#### [Brief]
Can you rewrite the records below, substituting "goal" for every "objective" and keeping everything else the same?

Region labeling records:
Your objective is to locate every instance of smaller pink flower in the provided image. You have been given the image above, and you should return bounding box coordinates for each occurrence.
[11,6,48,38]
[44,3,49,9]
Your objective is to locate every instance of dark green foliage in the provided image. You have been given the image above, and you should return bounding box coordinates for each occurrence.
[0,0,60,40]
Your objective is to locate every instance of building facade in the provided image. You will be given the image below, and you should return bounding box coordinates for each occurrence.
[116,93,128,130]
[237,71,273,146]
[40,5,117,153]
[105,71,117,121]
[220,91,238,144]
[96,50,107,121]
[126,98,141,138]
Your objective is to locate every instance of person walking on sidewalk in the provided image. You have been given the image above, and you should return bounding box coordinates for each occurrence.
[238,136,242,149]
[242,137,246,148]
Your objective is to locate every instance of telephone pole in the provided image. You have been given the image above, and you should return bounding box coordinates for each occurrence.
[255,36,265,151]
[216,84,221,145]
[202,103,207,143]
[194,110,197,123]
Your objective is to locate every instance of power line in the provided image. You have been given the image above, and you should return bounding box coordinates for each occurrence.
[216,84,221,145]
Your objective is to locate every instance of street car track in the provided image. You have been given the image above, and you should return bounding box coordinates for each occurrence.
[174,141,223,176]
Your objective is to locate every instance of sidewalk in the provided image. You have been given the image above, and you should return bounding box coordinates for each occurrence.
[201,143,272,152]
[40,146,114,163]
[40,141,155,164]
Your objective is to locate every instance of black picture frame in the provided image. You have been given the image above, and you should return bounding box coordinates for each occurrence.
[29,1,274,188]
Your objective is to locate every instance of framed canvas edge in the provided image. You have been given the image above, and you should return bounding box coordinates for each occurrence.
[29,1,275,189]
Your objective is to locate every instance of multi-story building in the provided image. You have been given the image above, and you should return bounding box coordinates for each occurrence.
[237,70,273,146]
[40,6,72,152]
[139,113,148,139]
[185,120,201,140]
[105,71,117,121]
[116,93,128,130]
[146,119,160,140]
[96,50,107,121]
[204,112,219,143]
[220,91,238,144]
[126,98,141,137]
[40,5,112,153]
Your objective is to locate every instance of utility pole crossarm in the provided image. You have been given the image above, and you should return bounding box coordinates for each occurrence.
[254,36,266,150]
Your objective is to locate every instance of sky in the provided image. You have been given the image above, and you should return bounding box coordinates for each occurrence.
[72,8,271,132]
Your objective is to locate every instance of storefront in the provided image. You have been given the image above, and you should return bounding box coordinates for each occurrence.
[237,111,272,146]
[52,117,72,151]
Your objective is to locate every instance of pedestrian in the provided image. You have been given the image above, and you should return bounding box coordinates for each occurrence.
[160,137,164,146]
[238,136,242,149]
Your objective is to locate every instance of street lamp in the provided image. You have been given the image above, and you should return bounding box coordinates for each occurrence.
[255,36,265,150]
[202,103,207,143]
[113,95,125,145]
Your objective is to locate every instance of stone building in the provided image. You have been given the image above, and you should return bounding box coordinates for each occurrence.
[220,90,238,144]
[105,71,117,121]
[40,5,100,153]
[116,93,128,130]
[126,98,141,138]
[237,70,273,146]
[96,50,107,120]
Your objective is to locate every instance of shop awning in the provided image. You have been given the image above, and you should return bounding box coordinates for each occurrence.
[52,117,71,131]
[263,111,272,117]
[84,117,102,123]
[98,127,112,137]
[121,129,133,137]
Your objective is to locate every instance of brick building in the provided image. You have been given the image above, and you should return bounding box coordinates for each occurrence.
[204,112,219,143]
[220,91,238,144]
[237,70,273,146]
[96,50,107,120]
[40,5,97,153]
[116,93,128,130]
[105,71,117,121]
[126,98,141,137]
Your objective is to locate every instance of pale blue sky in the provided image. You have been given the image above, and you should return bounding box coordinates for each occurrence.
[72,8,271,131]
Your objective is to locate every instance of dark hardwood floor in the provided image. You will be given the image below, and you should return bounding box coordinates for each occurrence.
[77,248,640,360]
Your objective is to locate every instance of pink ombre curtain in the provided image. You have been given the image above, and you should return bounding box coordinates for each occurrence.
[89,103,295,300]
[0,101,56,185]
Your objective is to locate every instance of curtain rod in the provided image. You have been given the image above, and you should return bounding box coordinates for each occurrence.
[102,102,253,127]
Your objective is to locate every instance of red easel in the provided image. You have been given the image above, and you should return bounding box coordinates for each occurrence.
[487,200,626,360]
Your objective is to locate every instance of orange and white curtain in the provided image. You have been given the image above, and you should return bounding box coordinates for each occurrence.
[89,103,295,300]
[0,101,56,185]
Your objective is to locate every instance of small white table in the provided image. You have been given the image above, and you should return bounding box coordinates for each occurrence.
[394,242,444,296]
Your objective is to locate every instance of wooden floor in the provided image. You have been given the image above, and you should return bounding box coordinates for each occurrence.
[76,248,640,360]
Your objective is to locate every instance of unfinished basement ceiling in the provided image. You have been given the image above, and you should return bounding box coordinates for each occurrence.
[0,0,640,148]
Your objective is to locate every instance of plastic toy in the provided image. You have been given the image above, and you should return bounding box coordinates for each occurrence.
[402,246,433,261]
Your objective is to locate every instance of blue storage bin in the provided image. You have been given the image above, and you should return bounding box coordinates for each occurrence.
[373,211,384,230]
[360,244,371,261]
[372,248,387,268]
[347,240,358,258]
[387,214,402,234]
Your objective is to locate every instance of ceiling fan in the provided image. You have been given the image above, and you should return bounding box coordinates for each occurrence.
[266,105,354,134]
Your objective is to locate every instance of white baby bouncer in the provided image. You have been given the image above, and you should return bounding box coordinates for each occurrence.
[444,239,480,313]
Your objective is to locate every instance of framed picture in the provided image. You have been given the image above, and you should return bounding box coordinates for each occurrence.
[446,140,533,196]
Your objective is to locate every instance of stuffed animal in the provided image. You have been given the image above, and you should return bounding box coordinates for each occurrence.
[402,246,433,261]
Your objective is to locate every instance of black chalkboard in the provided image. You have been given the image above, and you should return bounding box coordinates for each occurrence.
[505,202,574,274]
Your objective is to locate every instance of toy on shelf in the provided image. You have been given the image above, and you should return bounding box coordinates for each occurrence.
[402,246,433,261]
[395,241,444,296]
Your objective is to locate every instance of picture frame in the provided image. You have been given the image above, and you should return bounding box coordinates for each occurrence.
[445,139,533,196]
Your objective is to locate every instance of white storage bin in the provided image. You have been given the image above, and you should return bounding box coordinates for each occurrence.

#### [Correct result]
Your goal is to locate every instance of smaller pink flower in the provided image. You have been given the image above, and you should return bounding box coordinates for each occurrence.
[11,6,48,38]
[44,3,49,9]
Your goal is to locate every instance of dark green foliage in the provided image. You have been given the image above, and you should return bounding box coordinates for each occurrence.
[0,0,60,40]
Your goal is to locate every instance of building facade in the provided image. You will be given the image below, and you should return bounding box coordinates for each occurrence.
[116,93,128,130]
[237,71,273,146]
[40,5,117,153]
[105,71,117,121]
[220,91,238,144]
[96,50,107,121]
[126,98,141,138]
Your goal is to locate every instance of person walking on sidewalk in the provided image. You have been given the image above, and you should return bounding box coordinates for each occurrence.
[238,136,242,149]
[242,137,246,148]
Your goal is to locate every instance of telephone pole in the provided image. You have been given the image above, and you should return bounding box coordinates for each occurrence.
[255,36,265,151]
[216,84,221,145]
[202,103,207,143]
[194,110,197,123]
Your goal is to locate every instance of power line in the provided image. You have been given the image above, and you should return bounding box coordinates for each occurrence.
[216,84,221,145]
Your goal is to locate every instance of street car track in the provided image. You have been given the image above, and you should return bounding box coordinates for each occurrence.
[174,141,223,176]
Your goal is to locate every instance of sidewalk in the provided image. You have been given the image above, and you should return bounding box coordinates for each occurrence.
[201,143,272,152]
[40,146,114,163]
[40,141,155,164]
Your goal is to locate every instance of black picture frame in the provided image. You have been given the image above, and you should return bounding box coordinates for each occurrence.
[29,1,274,188]
Your goal is to locate every instance of framed canvas edge in the provided image. You have been given the image above, and you should return bounding box coordinates for each occurrence.
[29,1,275,189]
Your goal is to locate every instance of multi-story building in the provided image. You have been given the image above, and you should return bounding box coordinates for each occurrence.
[237,70,273,146]
[40,6,72,152]
[139,113,148,139]
[185,120,201,140]
[105,71,117,121]
[116,93,128,130]
[146,119,160,140]
[96,50,107,121]
[204,112,219,143]
[220,91,238,144]
[126,98,141,137]
[40,5,112,153]
Your goal is to locate every instance of utility pole crossarm in the provided image. You have been given the image above, and you should return bounding box coordinates for each occurrence.
[254,36,266,150]
Your goal is to locate every instance of sky in the provided image. You have been given the image above, and you should return bounding box coordinates for each occurrence.
[72,8,271,132]
Your goal is to locate every instance of storefront in the provided image. You have been given the image above, and you should return bounding box coordinates for each occurrence.
[237,111,272,146]
[52,117,72,151]
Your goal is to locate every instance of pedestrian in the provided image. You have been given the image above, and you should return bounding box coordinates for each occurrence.
[160,137,164,146]
[238,136,242,149]
Your goal is to locate every instance of street lamp in the provided image. You have been given the image above, and you should return bounding box coordinates for each occurrence.
[255,36,265,150]
[202,103,207,143]
[113,95,125,145]
Your goal is to locate every instance of stone building in the provided image. You have been given the image above, and you should return bounding box coordinates for each occurrence.
[220,90,238,144]
[105,71,117,121]
[40,5,100,153]
[116,93,128,130]
[126,98,141,138]
[237,70,273,146]
[96,50,107,120]
Your goal is to locate every instance of shop awning in the provided image. You have been given the image above, and you should return bounding box coordinates for each occurrence.
[52,117,71,131]
[263,111,272,117]
[84,117,102,123]
[98,127,112,137]
[121,129,133,137]
Your goal is to locate every instance of brick building in the provided image. You have been given the image above, and you should return bounding box coordinates for each occurrence.
[204,112,219,143]
[220,91,238,144]
[237,70,273,146]
[96,50,107,120]
[40,5,97,153]
[116,93,128,130]
[105,71,117,121]
[126,98,141,137]
Your goal is to locate every instance of pale blue sky in the provided image. You have been given the image above, and you should return bounding box coordinates for each occurrence.
[72,8,271,131]
Your goal is to locate every instance of dark hardwood floor in the provided image. You will be given the image below, and you should return bounding box coordinates for each occurrence.
[77,248,640,360]
Your goal is to locate every instance of pink ombre curtain in the provided image. You have been given the image above, and you should return bounding box coordinates for each occurrence.
[89,103,295,300]
[0,101,56,185]
Your goal is to locate every instance of curtain rod in the provided image. You have been given the image above, and you should return bounding box coordinates for each occurrence.
[102,102,253,127]
Your goal is to locate every instance of red easel in the provided image. You have been given the image above, and you should return bounding box coordinates for each occurrence.
[487,200,626,360]
Your goal is to locate every instance of orange and white curtain in the provided image. You have been given the image above, and you should return bounding box coordinates for each occurrence.
[89,103,295,300]
[0,101,56,185]
Your goal is to locate every instance of small white table in the provided image. You have been given the image above, and you should return bounding box coordinates for each occurrence.
[394,242,444,296]
Your goal is to locate every instance of wooden floor in the provided image. You have been given the image above, and you should return bounding box coordinates for each occurrence.
[76,248,640,360]
Your goal is to locate every instance of unfinished basement ceiling in the provided image. You have been given the image above, and you should return bounding box coordinates for each occurrence.
[0,0,640,148]
Your goal is to locate every instance of plastic toy in the provided image. You have been given the image above, and you should return bounding box coordinates for each occurrence.
[402,246,433,261]
Your goal is to locate every instance of blue storage bin in the provided image. You have been given the image above, and you should return bounding box coordinates for each occurrence.
[373,211,384,230]
[360,244,371,261]
[372,248,387,268]
[347,240,358,258]
[387,214,402,234]
Your goal is to locate every instance of ceiling fan in the provided image. You have been given the image above, and you should return bounding box coordinates for each occurrence.
[266,105,354,134]
Your goal is to locate every instance of white baby bouncer in the provided image. You have been given the image above, and you should return bounding box coordinates for each occurrence.
[444,239,480,313]
Your goal is to locate every instance of framed picture in the provided image. You have been given the image above, and you should return bounding box coordinates for each occurrence.
[446,140,533,196]
Your goal is to locate every instance of stuffed animal in the provided image. You have been given the image above, and you should return bounding box coordinates for each occurrence.
[402,246,433,261]
Your goal is to locate every instance of black chalkboard in the provided image. You have been given the image above, and you should return bounding box coordinates for each occurrence.
[505,202,574,274]
Your goal is to locate every instance of toy on shelf in the provided image. You have been given the image above, and you should return bounding box coordinates for each occurrence.
[402,246,433,261]
[395,241,444,296]
Your goal is to locate every instance of picture frame in the provided image. You have been given the image above, and you should return bounding box coordinates for each occurrence.
[445,139,533,196]
Your goal is to locate every instance of white storage bin in the provided image. You have been given the image above, and you should return bounding box coordinates for each occurrence.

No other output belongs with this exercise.